===== Data lines
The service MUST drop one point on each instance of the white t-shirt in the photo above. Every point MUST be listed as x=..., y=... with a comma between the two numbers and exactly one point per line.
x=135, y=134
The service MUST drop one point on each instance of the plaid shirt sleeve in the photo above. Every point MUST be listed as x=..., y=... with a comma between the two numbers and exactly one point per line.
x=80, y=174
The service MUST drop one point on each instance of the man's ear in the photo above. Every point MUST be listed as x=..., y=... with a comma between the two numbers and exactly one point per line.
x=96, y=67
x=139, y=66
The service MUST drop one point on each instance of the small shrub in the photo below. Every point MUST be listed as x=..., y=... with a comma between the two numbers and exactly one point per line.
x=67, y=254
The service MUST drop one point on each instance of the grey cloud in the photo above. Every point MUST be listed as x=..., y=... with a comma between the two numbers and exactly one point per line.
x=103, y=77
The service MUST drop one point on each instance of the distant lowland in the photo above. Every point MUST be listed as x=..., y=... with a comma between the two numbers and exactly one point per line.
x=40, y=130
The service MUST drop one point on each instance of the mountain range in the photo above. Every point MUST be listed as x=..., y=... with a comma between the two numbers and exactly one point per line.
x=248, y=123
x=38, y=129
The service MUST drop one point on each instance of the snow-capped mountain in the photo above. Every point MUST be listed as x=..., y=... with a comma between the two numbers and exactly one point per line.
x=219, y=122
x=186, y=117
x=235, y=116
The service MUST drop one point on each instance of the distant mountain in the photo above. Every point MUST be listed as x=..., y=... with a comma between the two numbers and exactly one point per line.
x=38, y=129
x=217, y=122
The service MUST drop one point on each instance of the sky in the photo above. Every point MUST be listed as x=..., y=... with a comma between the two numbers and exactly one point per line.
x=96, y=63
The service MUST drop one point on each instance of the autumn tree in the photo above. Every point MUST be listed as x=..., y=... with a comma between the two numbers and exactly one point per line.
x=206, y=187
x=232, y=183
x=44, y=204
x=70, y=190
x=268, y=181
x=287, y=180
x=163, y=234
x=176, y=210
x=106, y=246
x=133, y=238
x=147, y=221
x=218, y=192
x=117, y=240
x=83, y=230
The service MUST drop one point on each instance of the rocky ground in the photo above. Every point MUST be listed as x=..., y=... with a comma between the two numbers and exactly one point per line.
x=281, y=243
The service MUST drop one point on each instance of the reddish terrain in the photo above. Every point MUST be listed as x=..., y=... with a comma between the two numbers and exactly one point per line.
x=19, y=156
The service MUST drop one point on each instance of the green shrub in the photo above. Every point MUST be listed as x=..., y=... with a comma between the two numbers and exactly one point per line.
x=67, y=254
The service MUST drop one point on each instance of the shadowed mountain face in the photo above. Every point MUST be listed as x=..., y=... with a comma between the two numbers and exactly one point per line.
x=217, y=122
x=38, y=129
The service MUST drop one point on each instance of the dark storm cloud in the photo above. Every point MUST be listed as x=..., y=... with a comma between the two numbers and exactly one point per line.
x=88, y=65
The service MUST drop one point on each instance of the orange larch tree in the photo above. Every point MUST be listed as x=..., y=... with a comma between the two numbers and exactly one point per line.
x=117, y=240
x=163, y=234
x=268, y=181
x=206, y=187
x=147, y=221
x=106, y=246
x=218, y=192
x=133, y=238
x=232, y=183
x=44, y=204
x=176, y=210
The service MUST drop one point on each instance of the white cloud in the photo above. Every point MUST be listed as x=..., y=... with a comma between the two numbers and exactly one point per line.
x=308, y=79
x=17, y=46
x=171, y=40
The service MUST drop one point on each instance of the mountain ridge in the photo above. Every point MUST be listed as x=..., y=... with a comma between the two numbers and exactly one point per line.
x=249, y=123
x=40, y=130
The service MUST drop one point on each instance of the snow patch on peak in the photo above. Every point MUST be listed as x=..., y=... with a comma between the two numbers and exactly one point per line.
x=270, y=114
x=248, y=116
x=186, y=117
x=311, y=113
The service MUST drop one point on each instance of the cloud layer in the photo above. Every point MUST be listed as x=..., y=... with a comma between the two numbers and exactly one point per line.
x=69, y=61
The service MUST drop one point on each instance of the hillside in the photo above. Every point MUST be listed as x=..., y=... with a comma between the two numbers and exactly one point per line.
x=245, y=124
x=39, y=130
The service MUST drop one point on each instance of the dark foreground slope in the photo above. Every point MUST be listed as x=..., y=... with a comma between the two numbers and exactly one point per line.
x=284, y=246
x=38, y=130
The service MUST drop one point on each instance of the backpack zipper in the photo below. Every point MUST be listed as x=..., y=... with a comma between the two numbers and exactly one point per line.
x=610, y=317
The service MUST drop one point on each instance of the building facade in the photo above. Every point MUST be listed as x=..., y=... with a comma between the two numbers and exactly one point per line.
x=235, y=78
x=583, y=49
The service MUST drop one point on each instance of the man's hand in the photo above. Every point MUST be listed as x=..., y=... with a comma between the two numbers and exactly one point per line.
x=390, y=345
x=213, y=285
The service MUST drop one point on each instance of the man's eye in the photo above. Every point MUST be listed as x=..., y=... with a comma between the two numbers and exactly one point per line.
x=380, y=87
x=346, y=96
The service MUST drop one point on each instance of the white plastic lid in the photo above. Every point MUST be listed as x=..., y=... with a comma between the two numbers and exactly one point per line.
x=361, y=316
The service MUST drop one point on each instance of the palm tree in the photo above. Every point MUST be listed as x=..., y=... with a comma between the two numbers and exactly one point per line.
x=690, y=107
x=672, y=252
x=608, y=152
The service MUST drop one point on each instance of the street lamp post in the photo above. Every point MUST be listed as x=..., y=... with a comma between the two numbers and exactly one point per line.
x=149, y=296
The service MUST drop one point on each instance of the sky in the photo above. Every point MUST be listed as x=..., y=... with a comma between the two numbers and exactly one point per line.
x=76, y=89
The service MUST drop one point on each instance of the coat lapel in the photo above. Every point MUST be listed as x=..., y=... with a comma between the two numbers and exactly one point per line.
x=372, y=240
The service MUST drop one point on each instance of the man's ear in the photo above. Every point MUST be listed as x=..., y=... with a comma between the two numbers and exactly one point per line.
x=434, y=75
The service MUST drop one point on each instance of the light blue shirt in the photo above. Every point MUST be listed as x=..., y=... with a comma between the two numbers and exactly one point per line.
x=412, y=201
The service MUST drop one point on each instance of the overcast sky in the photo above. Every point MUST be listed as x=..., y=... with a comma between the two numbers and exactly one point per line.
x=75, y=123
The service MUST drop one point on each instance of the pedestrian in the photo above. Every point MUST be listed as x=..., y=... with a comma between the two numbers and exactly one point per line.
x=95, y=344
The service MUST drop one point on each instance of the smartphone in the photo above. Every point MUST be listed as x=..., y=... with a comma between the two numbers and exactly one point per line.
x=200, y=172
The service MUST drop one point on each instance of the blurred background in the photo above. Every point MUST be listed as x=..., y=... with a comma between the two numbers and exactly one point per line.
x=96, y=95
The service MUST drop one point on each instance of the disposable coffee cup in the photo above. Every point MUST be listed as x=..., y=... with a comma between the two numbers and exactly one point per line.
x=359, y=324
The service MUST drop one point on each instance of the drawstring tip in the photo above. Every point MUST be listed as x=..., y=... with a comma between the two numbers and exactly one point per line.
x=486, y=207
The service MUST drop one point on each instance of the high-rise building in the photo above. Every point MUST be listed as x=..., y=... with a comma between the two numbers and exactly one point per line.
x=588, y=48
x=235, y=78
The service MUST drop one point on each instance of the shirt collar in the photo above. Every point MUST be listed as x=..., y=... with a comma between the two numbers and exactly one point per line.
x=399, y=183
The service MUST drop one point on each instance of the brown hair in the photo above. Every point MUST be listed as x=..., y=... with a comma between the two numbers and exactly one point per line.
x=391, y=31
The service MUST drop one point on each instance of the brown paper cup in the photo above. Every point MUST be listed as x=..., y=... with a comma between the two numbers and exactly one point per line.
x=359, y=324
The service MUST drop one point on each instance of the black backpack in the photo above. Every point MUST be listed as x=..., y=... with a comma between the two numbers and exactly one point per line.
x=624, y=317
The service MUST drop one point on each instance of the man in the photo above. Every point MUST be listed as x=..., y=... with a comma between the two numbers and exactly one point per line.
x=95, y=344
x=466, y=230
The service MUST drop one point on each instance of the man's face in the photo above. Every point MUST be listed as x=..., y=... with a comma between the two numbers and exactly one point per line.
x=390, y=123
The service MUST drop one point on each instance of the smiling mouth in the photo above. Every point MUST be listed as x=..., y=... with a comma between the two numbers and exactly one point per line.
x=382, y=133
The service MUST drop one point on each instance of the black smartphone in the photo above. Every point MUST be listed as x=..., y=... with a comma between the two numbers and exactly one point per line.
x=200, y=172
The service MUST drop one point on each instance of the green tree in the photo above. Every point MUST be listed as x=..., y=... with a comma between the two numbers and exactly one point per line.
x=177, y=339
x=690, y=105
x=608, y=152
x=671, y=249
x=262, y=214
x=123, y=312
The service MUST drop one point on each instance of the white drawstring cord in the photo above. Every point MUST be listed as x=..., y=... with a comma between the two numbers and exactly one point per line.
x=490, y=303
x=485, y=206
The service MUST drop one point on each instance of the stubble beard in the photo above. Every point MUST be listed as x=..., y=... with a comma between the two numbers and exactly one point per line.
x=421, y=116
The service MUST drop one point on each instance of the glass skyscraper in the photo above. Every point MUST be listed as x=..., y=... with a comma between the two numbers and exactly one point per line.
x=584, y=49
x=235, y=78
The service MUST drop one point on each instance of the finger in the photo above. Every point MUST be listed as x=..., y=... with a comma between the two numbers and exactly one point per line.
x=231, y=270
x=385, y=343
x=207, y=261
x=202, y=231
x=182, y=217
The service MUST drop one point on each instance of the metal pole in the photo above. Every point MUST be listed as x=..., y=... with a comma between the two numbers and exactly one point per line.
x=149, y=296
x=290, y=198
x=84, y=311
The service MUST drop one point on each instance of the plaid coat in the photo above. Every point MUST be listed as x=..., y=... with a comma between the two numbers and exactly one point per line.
==========
Recast the listing above as a Markdown table with the columns Row and Line, starting at the line that contains "of the shirt" and ending at the line that contains "x=382, y=133", with both of those lines included. Give each line its own numbered row and leave out any blank lines.

■ **Answer to the problem**:
| Row | Line |
|---|---|
| 1 | The service MUST drop one point on each instance of the shirt collar in the photo above. Every point MUST be listed as x=..., y=... with a comma between the two numbers and exactly one point per line. |
| 2 | x=399, y=183 |
| 3 | The service MUST drop one point on each instance of the brown hair in the photo above. Every point MUST be listed as x=..., y=... with a comma between the two numbers and exactly one point per line. |
| 4 | x=391, y=31 |
| 5 | The service MUST drop one point on each instance of the brown paper cup in the photo above. Every point MUST be listed as x=..., y=... with a comma between the two numbers and exactly one point per line. |
| 6 | x=359, y=324 |
| 7 | The service MUST drop one point on each instance of the black backpack in the photo above. Every point MUST be listed as x=..., y=... with a comma between the two numbers and exactly one point per line. |
| 8 | x=624, y=317 |
| 9 | The service MUST drop one point on each instance of the man in the photo above. Every point MUST be listed as x=..., y=... with a comma between the two numbers and exactly one point per line. |
| 10 | x=95, y=344 |
| 11 | x=466, y=230 |
| 12 | The service MUST drop one point on each instance of the man's face in the photo above. Every point MUST be listed as x=..., y=... with a comma between the two numbers and exactly one point per line. |
| 13 | x=390, y=123 |
| 14 | The service MUST drop one point on each instance of the smiling mouth in the photo above. Every point MUST be listed as x=..., y=... with a comma between the two numbers and exactly one point per line. |
| 15 | x=382, y=133 |